— Position identification records —
□ □ □ □ □ □ □

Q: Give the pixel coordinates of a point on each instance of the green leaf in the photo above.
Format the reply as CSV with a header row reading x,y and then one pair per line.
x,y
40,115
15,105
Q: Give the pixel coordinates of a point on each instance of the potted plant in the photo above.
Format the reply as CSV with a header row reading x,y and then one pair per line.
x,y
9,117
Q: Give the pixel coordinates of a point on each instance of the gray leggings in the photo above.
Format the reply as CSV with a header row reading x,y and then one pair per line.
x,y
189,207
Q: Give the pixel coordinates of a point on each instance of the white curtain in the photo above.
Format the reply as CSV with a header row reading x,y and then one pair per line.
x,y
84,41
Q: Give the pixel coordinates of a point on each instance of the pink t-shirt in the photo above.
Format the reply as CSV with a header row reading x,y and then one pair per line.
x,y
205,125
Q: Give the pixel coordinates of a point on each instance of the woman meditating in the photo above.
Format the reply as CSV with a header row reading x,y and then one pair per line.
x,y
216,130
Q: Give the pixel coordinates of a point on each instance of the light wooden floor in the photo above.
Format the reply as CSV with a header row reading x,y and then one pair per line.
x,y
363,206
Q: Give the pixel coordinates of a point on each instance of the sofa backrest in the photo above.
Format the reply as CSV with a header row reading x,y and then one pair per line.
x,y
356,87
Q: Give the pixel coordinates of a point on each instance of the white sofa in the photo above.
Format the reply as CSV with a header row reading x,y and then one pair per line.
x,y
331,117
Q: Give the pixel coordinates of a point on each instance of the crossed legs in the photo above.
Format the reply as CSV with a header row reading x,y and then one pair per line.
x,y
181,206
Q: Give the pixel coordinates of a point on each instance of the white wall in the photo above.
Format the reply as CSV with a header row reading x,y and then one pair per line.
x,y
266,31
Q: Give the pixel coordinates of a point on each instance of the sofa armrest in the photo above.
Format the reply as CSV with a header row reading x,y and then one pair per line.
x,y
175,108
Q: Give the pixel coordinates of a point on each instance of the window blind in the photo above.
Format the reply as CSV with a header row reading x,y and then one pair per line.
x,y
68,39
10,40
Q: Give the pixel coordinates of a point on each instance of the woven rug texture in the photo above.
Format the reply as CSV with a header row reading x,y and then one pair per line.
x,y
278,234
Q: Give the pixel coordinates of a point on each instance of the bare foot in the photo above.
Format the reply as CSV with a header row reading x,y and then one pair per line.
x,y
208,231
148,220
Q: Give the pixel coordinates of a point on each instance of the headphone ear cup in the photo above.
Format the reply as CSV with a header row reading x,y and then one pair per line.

□ □ □ □ □ □ □

— WHAT YOU ARE ASKED TO DO —
Rewrite all of the records above, changing "header row" to "first row" wherever it occurs and keeping every other word the same.

— THE REPLY —
Q: Give the pixel coordinates of a point on each instance of the green leaf in the photo above.
Format the reply as CSV with a first row reading x,y and then one pair per line.
x,y
40,115
15,105
Q: Give the pixel coordinates of a point on each instance of the potted plant in the photo above.
Format the reply as CSV with a first row reading x,y and then one pair per line.
x,y
9,117
Q: Give the pixel coordinates of a point on each instance of the gray leggings in the photo above.
Format the reply as CSV with a first row reading x,y and then one pair per line.
x,y
189,207
Q: Give the pixel coordinates of a point on each instance of the white curtain in the photo above.
Format the reply as CSV with a first row reading x,y and then one pair per line.
x,y
84,41
Q: Give the pixel coordinates of a point on each instance of the pink t-shirt in the photo above.
Format the reply as CSV with a first row reading x,y and then one pair per line.
x,y
205,125
Q: Give the pixel coordinates of a point on each instance of the woman meditating in the photo above.
Format the reply as CSV with a first row reading x,y and then one pair per line.
x,y
216,130
Q: Give the pixel coordinates of a point on each instance of the light wooden floor in the photo above.
Format the reply as CSV with a first row reading x,y and then one pair per line.
x,y
363,206
Q: Give the pixel coordinates of a point on each instance of the sofa backrest in the photo above.
Format the reply as CSV with a first row reading x,y and then one pair per line.
x,y
356,87
Q: Give the pixel coordinates of a point on each instance of the white sofa in the photo above.
Format the reply as CSV with a first row reading x,y and then one pair per line.
x,y
331,117
Q: Give the pixel coordinates of a point on each instance of the crossed legs in the photo above.
Format the reply as CSV with a first row reading x,y and then one pair per line.
x,y
181,206
Q: Give the pixel coordinates of a point on each instance of the white wall in the photo above.
Format the reply as CSV with a first row reading x,y and then one pair per line.
x,y
266,31
Q: Give the pixel coordinates of a point on each instance of the sofa armrest in the photo above.
Format the reply as CSV with a first row reading x,y and then one pair per line.
x,y
175,108
Q: Give the pixel coordinates of a point on each instance of the window blind in the photo above.
Format the reply as CSV with a first row reading x,y and then one pair per line.
x,y
68,39
10,40
Q: Give the pixel coordinates of a point on each instance of the woven rug texture in the photo above.
Format the reply as CSV with a first row reading x,y and then one pair per line.
x,y
278,234
Q: Give the pixel coordinates of a point on each instance of the bare foot in the photo above.
Format the reply as CSV with a first row reading x,y and then one pair per line.
x,y
208,231
148,220
Q: Give the pixel coordinates of a point on each instance of the headphone ear cup in the photo above.
Format the reply as CSV with a first row reading x,y and then one pair per line.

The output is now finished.